▶ **WRITTEN EXERCISE A**
Using the biography of George Holliday, decide whether each statement agrees with it, answering yes or no and quoting the deciding words: (i) George was born five minutes after his twin brother Thomas; (ii) George's regimental number was 20344; (iii) George embarked for France on Wednesday 15th March.
▶ **WRITTEN EXERCISE B**
According to the biography of George Holliday, how tall was George and how much did he weigh when he enlisted?

George Holliday
George Holliday WW1

George Holliday was the son of Robert and Catherine Holliday of 2, Pembroke Street, Leeholme. George Holliday was born on Tuesday October 13, 1896 at 4.05pm, Merrington, County Durham. He was 5 minutes younger than his twin brother Thomas. His father, Robert, was a Gas Works Stoker at Leasingthorne Colliery.

At the time of the 1901 census George and Thomas lived with their father Robert, mother Catherine and elder sister Mary Jane aged 6.
By 1911 Mary Jane had left home and the twins, aged 11, were now living at 2 Pembroke St. Leeholme. Their 2 brothers John, 9, and Robert, 6, were living at home.

Both George and his twin brother Thomas enlisted into the 6th/7th Battalion, Royal Scots Fusiliers. George enlisted October 23, 1915. He was 19, just 10 days after his birthday. He was 5' 4" tall and weighed 118 lbs. His complexion was fresh and he had blue eyes and brown hair. His regimental number was 20343 and his twin Thomas had the next regimental number - 20344.

On Tuesday the 26th of October 1915 George joined the Royal Scots Fusiliers at Ayr, in Scotland. When he arrived he was posted to the 3rd Battalion. In the early part of 1916 the 3rd Reserve Battalion, was transferred to Greenock near Glasgow.

George’s sister Mary Jane visited George and his brother Thomas in Greenock. They had their photograph taken by Howle & Co., Photographers, Princess Pier, Greenock.

On Tuesday the 14th March 1916 George was transferred to the 6th Battalion.

On Wednesday 15th March, George was at Folkstone and embarked for France. By Friday the 7th April George had joined his battalion in the field.

▶ **STORED RECORDS**
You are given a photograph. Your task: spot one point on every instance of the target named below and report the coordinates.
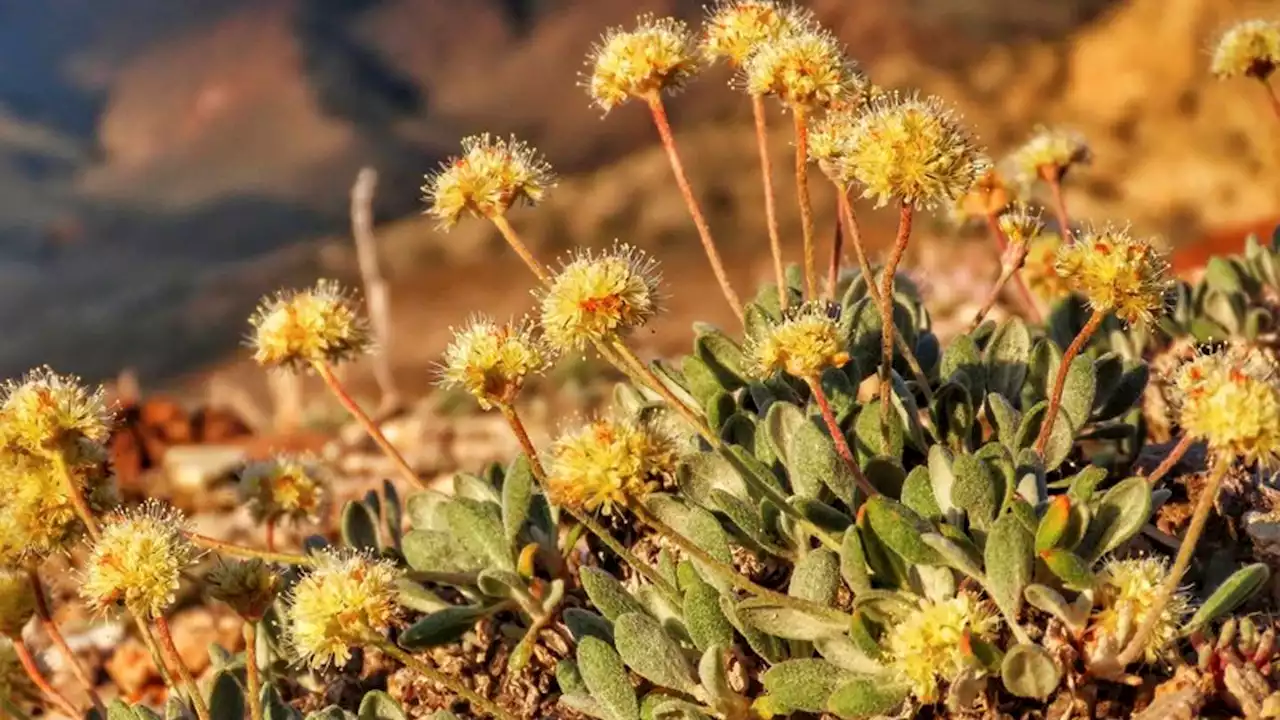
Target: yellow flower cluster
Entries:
(599, 297)
(338, 605)
(489, 177)
(927, 646)
(804, 343)
(1116, 273)
(611, 463)
(658, 55)
(492, 360)
(320, 324)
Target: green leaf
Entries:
(648, 650)
(606, 677)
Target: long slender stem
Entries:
(479, 703)
(887, 331)
(330, 379)
(839, 437)
(252, 677)
(233, 550)
(46, 620)
(32, 668)
(1175, 454)
(668, 141)
(801, 130)
(771, 210)
(197, 700)
(520, 247)
(1055, 400)
(1208, 493)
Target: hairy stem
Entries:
(330, 379)
(1055, 399)
(668, 141)
(771, 210)
(46, 620)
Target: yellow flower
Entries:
(17, 602)
(320, 324)
(1249, 49)
(611, 461)
(248, 587)
(46, 411)
(1125, 592)
(337, 606)
(492, 361)
(914, 150)
(1050, 154)
(284, 487)
(489, 177)
(804, 343)
(137, 560)
(599, 297)
(1116, 273)
(805, 69)
(928, 645)
(1230, 400)
(658, 55)
(736, 28)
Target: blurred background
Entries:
(164, 164)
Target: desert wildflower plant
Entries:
(828, 510)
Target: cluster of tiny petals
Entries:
(1127, 589)
(804, 343)
(927, 646)
(300, 328)
(1248, 49)
(292, 487)
(1118, 273)
(599, 297)
(489, 177)
(736, 28)
(914, 150)
(659, 54)
(337, 604)
(137, 560)
(611, 461)
(492, 360)
(46, 410)
(1050, 154)
(805, 69)
(1230, 399)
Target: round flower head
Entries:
(338, 605)
(804, 343)
(1050, 154)
(1230, 400)
(914, 150)
(489, 177)
(658, 55)
(248, 587)
(927, 646)
(1116, 273)
(492, 361)
(17, 602)
(48, 411)
(611, 461)
(1127, 589)
(599, 297)
(319, 324)
(737, 28)
(805, 69)
(284, 487)
(1249, 49)
(137, 560)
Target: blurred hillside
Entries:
(161, 164)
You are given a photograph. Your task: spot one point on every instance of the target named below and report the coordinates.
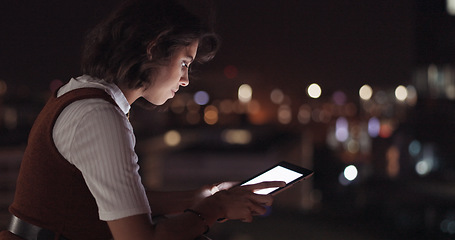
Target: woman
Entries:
(79, 175)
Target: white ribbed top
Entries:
(96, 137)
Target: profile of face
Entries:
(170, 77)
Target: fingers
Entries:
(263, 185)
(226, 185)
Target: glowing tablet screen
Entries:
(277, 173)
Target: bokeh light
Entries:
(366, 92)
(245, 93)
(201, 97)
(277, 96)
(314, 90)
(401, 93)
(211, 115)
(172, 138)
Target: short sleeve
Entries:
(102, 148)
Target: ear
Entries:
(150, 48)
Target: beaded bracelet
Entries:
(201, 217)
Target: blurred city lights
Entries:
(226, 106)
(236, 136)
(374, 127)
(172, 138)
(245, 93)
(423, 167)
(386, 129)
(277, 96)
(201, 97)
(339, 98)
(314, 90)
(366, 92)
(341, 129)
(350, 172)
(401, 93)
(393, 161)
(284, 114)
(411, 100)
(211, 115)
(193, 118)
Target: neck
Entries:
(131, 95)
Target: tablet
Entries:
(283, 171)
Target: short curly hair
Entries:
(130, 45)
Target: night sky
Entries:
(274, 44)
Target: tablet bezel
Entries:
(306, 173)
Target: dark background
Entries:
(340, 45)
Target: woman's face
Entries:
(170, 77)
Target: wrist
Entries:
(210, 209)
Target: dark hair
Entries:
(141, 36)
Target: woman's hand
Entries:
(238, 202)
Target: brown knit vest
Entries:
(51, 193)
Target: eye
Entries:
(184, 64)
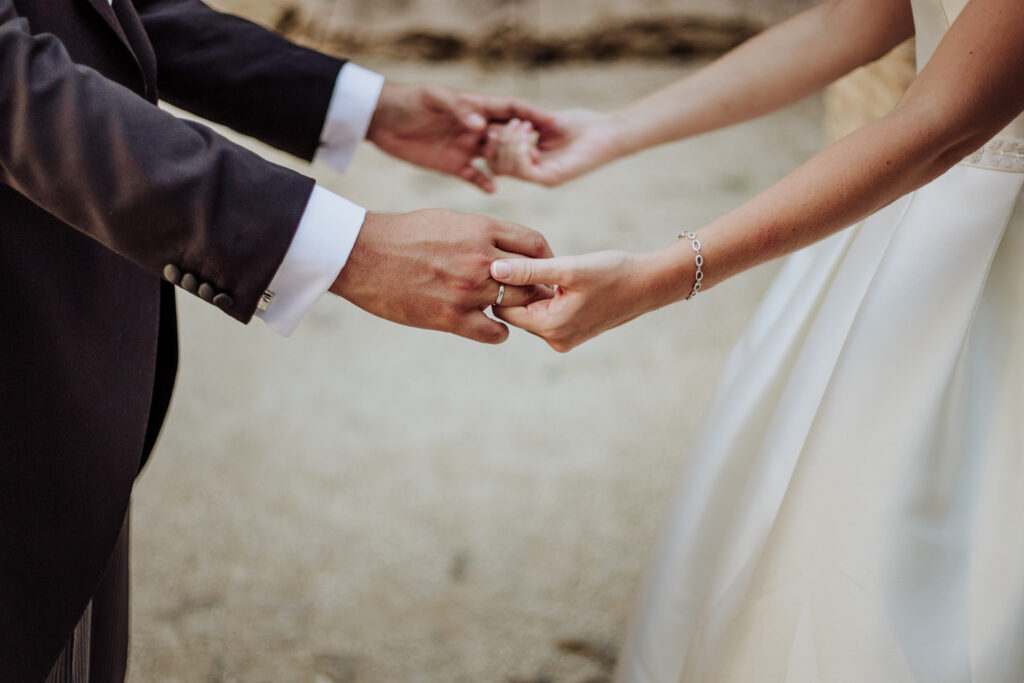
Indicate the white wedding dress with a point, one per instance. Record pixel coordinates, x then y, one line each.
852 509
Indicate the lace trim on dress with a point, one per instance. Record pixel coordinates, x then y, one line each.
1000 154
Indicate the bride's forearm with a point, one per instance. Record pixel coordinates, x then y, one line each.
845 183
776 68
968 92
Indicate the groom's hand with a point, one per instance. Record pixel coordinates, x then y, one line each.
443 129
431 269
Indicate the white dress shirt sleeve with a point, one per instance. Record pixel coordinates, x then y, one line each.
330 223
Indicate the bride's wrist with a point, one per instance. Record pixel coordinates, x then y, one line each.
670 273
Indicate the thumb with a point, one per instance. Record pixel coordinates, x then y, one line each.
528 270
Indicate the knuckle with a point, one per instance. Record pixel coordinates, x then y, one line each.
560 347
450 317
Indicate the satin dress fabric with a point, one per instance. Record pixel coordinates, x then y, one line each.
852 507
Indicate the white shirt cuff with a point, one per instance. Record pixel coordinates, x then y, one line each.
320 249
352 104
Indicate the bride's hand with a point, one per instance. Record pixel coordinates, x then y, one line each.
580 141
596 292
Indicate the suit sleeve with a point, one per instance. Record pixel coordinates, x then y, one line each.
152 187
237 73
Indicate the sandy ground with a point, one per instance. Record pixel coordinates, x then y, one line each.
369 503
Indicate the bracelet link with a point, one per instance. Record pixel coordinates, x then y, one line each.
698 260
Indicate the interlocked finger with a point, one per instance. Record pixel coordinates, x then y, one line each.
511 295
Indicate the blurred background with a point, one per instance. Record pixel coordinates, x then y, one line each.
369 503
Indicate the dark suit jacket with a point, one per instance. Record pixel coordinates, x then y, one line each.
99 191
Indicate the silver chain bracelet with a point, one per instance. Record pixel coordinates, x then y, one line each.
698 259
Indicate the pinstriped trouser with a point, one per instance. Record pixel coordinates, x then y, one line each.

▶ **CORRECT RESULT A**
(i) Yes: "He was 5 minutes younger than his twin brother Thomas."
(ii) No: "His regimental number was 20343 and his twin Thomas had the next regimental number - 20344."
(iii) Yes: "On Wednesday 15th March, George was at Folkstone and embarked for France."

▶ **CORRECT RESULT B**
He was 5' 4" tall and weighed 118 lbs.